Exercise data Start Marker

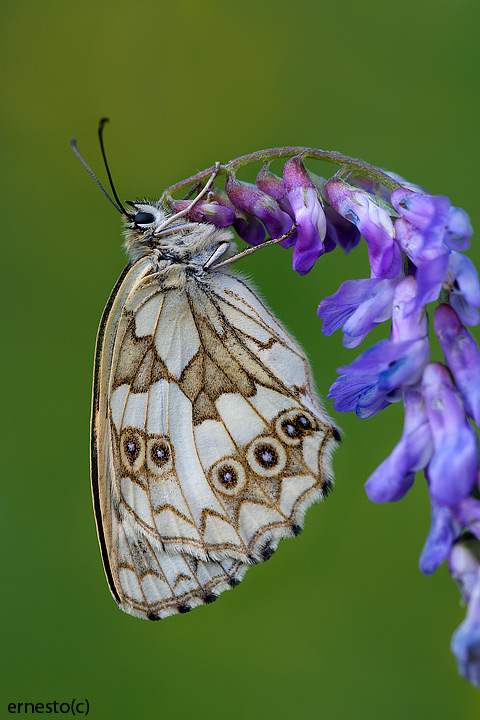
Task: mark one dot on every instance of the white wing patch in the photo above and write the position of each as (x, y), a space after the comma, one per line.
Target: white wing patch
(213, 442)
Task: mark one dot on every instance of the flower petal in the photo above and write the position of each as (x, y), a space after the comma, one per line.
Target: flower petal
(453, 468)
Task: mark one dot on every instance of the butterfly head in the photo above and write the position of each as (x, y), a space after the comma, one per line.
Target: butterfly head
(152, 230)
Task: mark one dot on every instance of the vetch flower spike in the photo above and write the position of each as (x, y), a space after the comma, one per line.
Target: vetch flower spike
(357, 306)
(465, 568)
(462, 356)
(415, 242)
(309, 216)
(395, 475)
(250, 199)
(453, 468)
(378, 376)
(374, 223)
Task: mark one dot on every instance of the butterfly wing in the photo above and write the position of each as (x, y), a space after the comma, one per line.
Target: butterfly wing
(208, 440)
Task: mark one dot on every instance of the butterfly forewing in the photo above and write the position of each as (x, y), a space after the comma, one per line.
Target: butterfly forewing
(208, 440)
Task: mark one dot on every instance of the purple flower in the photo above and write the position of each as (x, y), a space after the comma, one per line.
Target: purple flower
(467, 514)
(465, 645)
(465, 291)
(462, 356)
(372, 221)
(208, 212)
(453, 468)
(391, 480)
(246, 225)
(250, 199)
(428, 213)
(358, 305)
(431, 262)
(340, 232)
(272, 185)
(444, 529)
(459, 230)
(376, 377)
(309, 216)
(427, 231)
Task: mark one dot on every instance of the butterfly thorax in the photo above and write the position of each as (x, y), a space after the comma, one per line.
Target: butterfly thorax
(183, 243)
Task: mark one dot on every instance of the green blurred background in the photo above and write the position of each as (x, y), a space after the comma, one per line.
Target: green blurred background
(340, 623)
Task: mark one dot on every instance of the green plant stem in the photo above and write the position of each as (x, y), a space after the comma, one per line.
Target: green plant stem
(348, 164)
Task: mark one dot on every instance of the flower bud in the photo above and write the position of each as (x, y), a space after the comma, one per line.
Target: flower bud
(372, 221)
(208, 212)
(250, 199)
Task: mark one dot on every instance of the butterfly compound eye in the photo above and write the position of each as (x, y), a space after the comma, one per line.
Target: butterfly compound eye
(143, 218)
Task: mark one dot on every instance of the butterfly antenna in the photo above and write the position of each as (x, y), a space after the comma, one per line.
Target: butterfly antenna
(101, 125)
(75, 149)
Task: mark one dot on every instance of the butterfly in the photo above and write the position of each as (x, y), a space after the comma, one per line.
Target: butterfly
(208, 440)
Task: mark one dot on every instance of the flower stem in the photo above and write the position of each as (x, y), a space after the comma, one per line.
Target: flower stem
(359, 167)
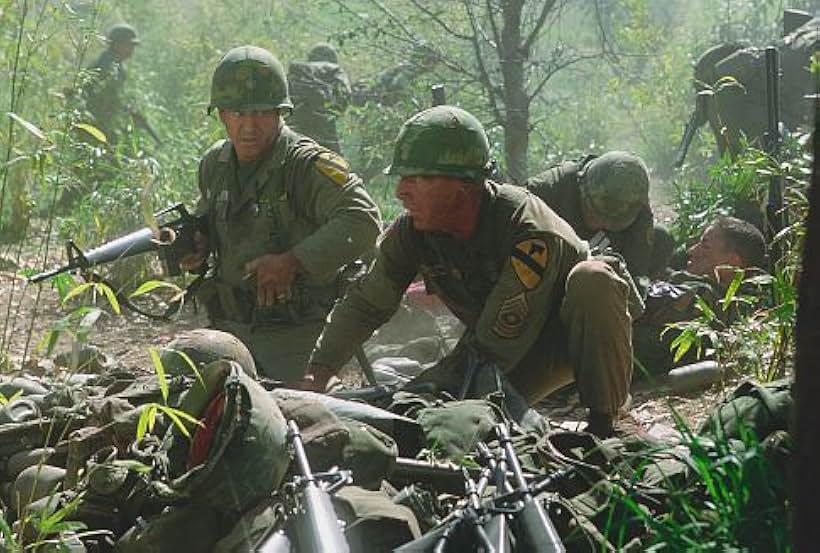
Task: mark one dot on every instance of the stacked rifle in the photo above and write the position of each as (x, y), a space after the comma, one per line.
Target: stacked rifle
(512, 519)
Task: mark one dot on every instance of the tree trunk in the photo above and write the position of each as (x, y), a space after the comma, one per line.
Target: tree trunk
(805, 476)
(516, 101)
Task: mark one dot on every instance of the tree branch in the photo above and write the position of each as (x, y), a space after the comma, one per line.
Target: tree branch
(539, 24)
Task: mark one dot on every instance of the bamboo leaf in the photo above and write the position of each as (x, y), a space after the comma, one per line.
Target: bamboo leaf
(110, 296)
(159, 368)
(29, 126)
(152, 285)
(177, 416)
(93, 131)
(77, 290)
(189, 362)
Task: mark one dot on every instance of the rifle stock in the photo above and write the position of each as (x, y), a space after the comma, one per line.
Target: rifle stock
(695, 121)
(775, 216)
(172, 240)
(312, 523)
(536, 531)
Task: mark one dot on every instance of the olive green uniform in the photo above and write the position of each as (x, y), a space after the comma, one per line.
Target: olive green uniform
(674, 300)
(102, 92)
(523, 285)
(321, 92)
(559, 187)
(300, 197)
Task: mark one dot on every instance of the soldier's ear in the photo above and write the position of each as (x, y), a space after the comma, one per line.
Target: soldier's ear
(736, 260)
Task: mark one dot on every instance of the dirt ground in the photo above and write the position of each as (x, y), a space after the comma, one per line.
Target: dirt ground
(126, 339)
(30, 311)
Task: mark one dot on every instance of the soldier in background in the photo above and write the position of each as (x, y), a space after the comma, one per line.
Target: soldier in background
(282, 215)
(506, 265)
(321, 92)
(726, 245)
(606, 201)
(730, 87)
(103, 90)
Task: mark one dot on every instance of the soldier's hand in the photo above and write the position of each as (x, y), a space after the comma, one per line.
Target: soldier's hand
(194, 260)
(274, 276)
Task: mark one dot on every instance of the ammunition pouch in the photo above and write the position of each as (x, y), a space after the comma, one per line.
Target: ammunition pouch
(225, 302)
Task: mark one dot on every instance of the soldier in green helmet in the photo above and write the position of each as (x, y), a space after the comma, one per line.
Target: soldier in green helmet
(103, 89)
(533, 301)
(606, 201)
(283, 216)
(321, 92)
(727, 245)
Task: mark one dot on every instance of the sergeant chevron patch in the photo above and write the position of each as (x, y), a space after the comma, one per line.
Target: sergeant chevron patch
(511, 317)
(528, 260)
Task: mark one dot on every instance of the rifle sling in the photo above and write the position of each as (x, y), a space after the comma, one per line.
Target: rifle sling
(172, 309)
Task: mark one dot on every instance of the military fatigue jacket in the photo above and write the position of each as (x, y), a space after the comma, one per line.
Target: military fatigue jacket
(102, 92)
(320, 92)
(559, 188)
(303, 198)
(503, 283)
(675, 300)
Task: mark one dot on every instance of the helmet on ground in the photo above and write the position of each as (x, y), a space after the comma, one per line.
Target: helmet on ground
(443, 140)
(204, 346)
(122, 32)
(615, 186)
(323, 52)
(249, 78)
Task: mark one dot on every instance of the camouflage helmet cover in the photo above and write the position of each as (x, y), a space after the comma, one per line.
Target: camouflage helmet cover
(323, 52)
(204, 346)
(615, 186)
(249, 78)
(122, 32)
(443, 140)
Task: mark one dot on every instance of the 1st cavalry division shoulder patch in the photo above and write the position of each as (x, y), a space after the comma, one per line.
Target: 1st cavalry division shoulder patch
(529, 259)
(333, 166)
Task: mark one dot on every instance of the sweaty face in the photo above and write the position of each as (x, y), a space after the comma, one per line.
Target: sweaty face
(431, 201)
(710, 252)
(251, 132)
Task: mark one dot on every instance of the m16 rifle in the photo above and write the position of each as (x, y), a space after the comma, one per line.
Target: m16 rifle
(172, 240)
(696, 121)
(535, 531)
(775, 216)
(511, 520)
(311, 525)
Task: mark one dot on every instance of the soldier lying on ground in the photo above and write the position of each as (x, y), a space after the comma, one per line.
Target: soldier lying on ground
(283, 216)
(506, 265)
(606, 201)
(726, 245)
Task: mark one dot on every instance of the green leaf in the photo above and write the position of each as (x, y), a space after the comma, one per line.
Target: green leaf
(177, 416)
(90, 318)
(30, 127)
(78, 290)
(705, 308)
(734, 286)
(109, 294)
(152, 285)
(159, 368)
(148, 411)
(189, 362)
(132, 465)
(93, 131)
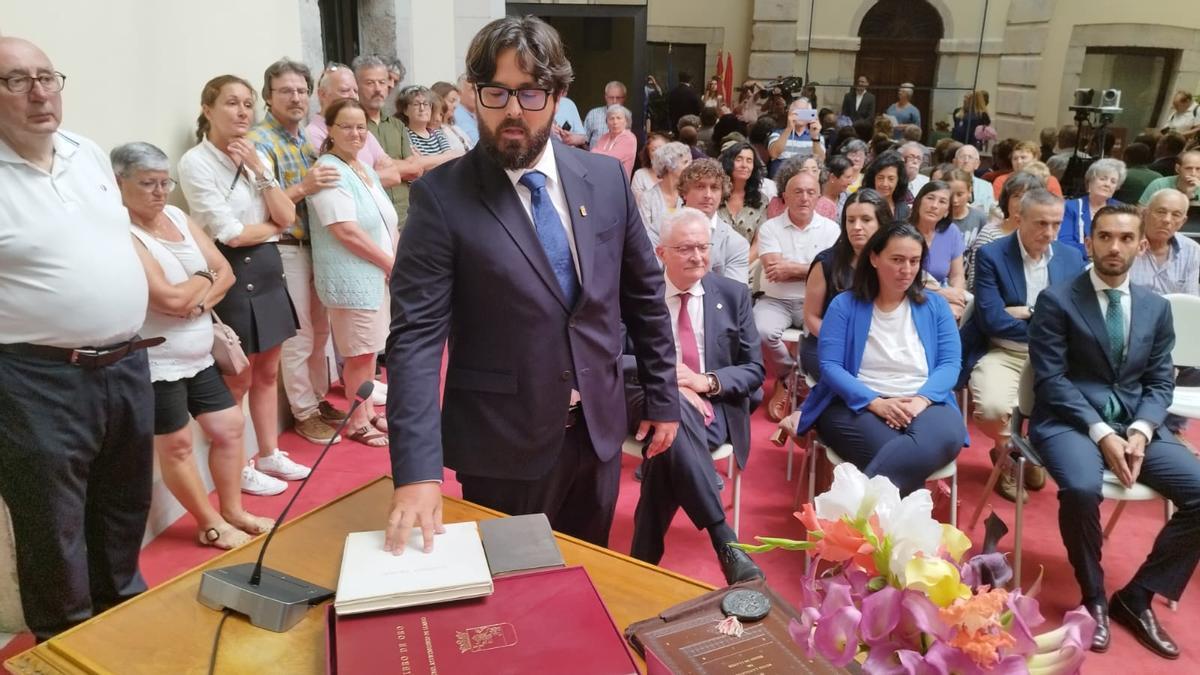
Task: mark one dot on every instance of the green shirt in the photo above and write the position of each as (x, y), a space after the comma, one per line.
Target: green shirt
(393, 135)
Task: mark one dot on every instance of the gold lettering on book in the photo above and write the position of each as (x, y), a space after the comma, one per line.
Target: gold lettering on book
(484, 638)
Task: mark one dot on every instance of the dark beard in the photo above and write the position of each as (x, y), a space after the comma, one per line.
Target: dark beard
(510, 154)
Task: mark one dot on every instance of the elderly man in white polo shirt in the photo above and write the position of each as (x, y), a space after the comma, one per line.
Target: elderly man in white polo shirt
(76, 402)
(787, 244)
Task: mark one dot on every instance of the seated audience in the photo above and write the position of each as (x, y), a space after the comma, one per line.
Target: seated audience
(187, 276)
(833, 269)
(1186, 179)
(619, 143)
(1138, 174)
(353, 251)
(750, 190)
(1102, 180)
(887, 175)
(233, 195)
(1102, 364)
(1011, 210)
(720, 381)
(889, 357)
(645, 177)
(786, 245)
(669, 162)
(702, 186)
(1009, 275)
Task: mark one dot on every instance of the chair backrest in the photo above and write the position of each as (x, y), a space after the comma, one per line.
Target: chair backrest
(1186, 312)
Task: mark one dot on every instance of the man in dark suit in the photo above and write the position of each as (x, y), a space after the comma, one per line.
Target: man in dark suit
(720, 380)
(528, 256)
(1102, 362)
(1011, 273)
(683, 100)
(858, 103)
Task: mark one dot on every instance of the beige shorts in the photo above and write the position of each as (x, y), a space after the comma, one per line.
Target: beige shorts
(359, 332)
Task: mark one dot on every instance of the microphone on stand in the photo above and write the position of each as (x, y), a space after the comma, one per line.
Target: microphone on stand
(270, 598)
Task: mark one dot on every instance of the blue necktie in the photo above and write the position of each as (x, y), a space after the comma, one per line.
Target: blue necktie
(552, 236)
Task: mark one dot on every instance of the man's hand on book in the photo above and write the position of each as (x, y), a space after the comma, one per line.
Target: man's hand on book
(414, 505)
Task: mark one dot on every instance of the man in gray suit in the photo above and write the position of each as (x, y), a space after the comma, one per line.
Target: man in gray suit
(1102, 362)
(527, 255)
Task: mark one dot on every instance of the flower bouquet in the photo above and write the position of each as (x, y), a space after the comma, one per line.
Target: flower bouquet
(894, 591)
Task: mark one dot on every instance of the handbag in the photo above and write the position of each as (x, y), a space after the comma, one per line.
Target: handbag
(227, 348)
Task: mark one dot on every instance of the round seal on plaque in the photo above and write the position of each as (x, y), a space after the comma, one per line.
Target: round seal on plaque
(747, 605)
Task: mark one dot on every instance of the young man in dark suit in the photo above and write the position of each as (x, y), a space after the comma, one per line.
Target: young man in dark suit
(720, 380)
(527, 256)
(1102, 362)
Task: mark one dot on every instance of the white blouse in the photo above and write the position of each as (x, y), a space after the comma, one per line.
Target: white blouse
(222, 198)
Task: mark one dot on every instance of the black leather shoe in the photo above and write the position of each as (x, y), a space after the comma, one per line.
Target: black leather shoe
(1145, 627)
(737, 566)
(1101, 638)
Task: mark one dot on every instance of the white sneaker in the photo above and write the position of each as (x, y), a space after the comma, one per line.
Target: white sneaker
(255, 482)
(280, 466)
(379, 394)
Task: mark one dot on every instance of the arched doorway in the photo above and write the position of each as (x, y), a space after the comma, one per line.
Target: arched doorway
(899, 43)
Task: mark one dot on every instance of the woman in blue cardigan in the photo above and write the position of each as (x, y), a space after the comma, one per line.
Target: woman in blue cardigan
(889, 358)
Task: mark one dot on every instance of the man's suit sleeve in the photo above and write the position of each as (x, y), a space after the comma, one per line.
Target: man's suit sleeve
(1048, 353)
(990, 303)
(745, 374)
(421, 284)
(645, 311)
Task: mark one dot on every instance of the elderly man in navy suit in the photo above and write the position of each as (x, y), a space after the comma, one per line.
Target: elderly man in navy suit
(720, 380)
(526, 256)
(1011, 273)
(1103, 378)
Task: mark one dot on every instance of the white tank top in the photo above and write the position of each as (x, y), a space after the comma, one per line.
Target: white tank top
(189, 346)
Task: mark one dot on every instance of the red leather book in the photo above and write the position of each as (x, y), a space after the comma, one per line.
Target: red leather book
(545, 621)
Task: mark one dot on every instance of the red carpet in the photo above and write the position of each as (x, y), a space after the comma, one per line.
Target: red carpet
(766, 509)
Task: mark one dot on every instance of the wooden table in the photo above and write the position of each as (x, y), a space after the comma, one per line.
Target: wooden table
(167, 629)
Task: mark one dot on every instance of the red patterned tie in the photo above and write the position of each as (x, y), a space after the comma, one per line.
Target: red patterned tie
(689, 348)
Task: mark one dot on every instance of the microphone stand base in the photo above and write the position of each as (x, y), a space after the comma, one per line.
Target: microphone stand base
(277, 603)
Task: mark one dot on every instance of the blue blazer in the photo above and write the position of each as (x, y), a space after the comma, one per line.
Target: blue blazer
(1077, 222)
(1073, 369)
(471, 278)
(843, 341)
(1000, 282)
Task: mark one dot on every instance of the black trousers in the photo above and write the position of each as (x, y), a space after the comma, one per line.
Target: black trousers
(579, 495)
(1075, 463)
(76, 470)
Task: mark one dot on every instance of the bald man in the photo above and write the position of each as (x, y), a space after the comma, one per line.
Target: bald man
(76, 404)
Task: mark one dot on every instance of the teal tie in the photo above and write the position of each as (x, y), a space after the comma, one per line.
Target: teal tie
(1114, 324)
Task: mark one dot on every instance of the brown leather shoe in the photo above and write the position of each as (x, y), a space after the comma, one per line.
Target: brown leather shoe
(778, 406)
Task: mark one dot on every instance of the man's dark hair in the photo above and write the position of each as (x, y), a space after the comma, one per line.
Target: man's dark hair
(539, 51)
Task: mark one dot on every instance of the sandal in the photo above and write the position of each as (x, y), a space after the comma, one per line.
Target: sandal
(369, 436)
(223, 536)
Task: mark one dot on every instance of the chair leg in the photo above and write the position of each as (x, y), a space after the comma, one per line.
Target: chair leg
(1113, 521)
(983, 499)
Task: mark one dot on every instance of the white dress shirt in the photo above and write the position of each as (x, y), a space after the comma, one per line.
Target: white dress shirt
(547, 166)
(69, 272)
(695, 312)
(1101, 429)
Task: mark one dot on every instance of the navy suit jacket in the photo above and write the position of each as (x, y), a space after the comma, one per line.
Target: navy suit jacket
(1000, 282)
(1073, 369)
(471, 270)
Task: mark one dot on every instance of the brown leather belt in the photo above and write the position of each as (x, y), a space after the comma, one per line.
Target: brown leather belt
(83, 357)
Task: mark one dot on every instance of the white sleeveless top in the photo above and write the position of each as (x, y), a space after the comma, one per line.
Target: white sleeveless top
(189, 346)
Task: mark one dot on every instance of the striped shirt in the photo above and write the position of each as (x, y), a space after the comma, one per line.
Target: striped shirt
(292, 156)
(435, 144)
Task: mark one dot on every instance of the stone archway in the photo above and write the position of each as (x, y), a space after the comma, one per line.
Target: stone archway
(898, 42)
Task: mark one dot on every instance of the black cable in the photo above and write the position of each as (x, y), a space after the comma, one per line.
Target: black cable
(216, 640)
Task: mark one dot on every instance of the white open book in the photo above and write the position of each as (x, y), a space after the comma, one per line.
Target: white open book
(373, 579)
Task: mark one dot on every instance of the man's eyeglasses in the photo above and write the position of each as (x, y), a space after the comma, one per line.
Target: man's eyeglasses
(52, 83)
(497, 97)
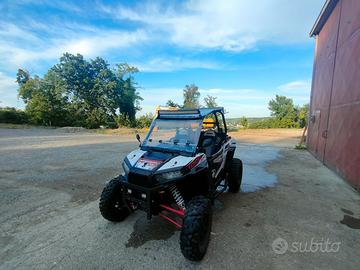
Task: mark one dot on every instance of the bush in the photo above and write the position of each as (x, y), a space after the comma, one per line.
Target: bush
(144, 121)
(13, 116)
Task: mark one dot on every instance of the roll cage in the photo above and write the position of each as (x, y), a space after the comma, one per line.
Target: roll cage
(212, 120)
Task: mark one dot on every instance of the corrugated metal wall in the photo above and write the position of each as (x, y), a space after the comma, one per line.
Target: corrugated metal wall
(334, 128)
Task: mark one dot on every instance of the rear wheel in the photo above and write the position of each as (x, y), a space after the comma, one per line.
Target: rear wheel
(112, 205)
(195, 233)
(235, 175)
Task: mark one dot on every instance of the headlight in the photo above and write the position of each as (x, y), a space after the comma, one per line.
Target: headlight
(169, 175)
(126, 168)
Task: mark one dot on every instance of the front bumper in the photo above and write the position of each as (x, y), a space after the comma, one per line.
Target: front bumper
(147, 199)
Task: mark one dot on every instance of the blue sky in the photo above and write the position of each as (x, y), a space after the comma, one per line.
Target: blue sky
(241, 52)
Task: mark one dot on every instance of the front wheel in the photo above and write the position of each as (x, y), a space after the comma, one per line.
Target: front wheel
(195, 233)
(112, 205)
(235, 175)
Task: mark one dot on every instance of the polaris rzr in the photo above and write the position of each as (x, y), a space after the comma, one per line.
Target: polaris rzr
(185, 161)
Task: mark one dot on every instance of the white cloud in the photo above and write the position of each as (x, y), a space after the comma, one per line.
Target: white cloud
(8, 93)
(168, 64)
(19, 47)
(233, 25)
(236, 101)
(296, 86)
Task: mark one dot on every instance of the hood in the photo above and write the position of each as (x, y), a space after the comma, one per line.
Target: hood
(157, 161)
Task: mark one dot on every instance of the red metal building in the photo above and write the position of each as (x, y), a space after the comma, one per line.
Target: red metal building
(334, 126)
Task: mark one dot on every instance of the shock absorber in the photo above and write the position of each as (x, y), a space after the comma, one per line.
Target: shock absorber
(177, 196)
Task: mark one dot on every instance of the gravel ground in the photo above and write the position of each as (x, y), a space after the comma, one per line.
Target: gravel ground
(50, 181)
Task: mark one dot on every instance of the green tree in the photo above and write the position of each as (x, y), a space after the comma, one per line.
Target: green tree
(244, 122)
(82, 93)
(210, 101)
(282, 108)
(191, 96)
(171, 103)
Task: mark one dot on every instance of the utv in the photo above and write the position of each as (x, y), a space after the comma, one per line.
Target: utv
(183, 164)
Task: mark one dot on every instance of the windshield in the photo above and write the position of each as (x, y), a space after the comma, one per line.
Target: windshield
(174, 135)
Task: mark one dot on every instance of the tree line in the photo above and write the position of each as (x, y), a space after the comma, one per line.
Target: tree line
(77, 92)
(284, 114)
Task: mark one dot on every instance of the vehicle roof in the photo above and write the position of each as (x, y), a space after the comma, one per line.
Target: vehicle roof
(200, 113)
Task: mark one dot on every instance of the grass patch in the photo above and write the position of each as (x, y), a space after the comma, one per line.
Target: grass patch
(300, 147)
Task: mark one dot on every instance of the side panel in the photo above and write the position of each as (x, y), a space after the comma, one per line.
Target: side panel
(322, 84)
(343, 144)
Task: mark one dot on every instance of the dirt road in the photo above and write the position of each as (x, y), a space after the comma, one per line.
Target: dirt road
(50, 182)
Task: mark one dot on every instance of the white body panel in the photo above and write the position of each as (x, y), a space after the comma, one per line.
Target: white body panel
(134, 156)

Exercise data End Marker

Work order: Write out exactly the lines above between the line with "Target: green shirt" and the line with "Task: mark one dot on every instance of the seated", inclusive, and nothing beyond them.

Exercise result:
Target: green shirt
(393, 135)
Task: mark one dot on every instance of the gold lettering on book in the photo above and write the position of each as (x, y), a space after the comma, one per line.
Target: gold lettering on book
(484, 638)
Task: mark one dot on every instance of the dark beard in the photo above and write the position of each as (x, y), a space after the comma, one per line.
Target: dark beard
(510, 154)
Task: mark one dot on every instance of the elderly man in white polo shirt in the photo above and write the position of each as (x, y), a space after the comma, one per line.
Target: elderly man in white polo shirt
(76, 402)
(787, 244)
Task: mark one dot on every instance of the seated audience in the photo above and write the position of each as (x, y), a space after the comma, one per line.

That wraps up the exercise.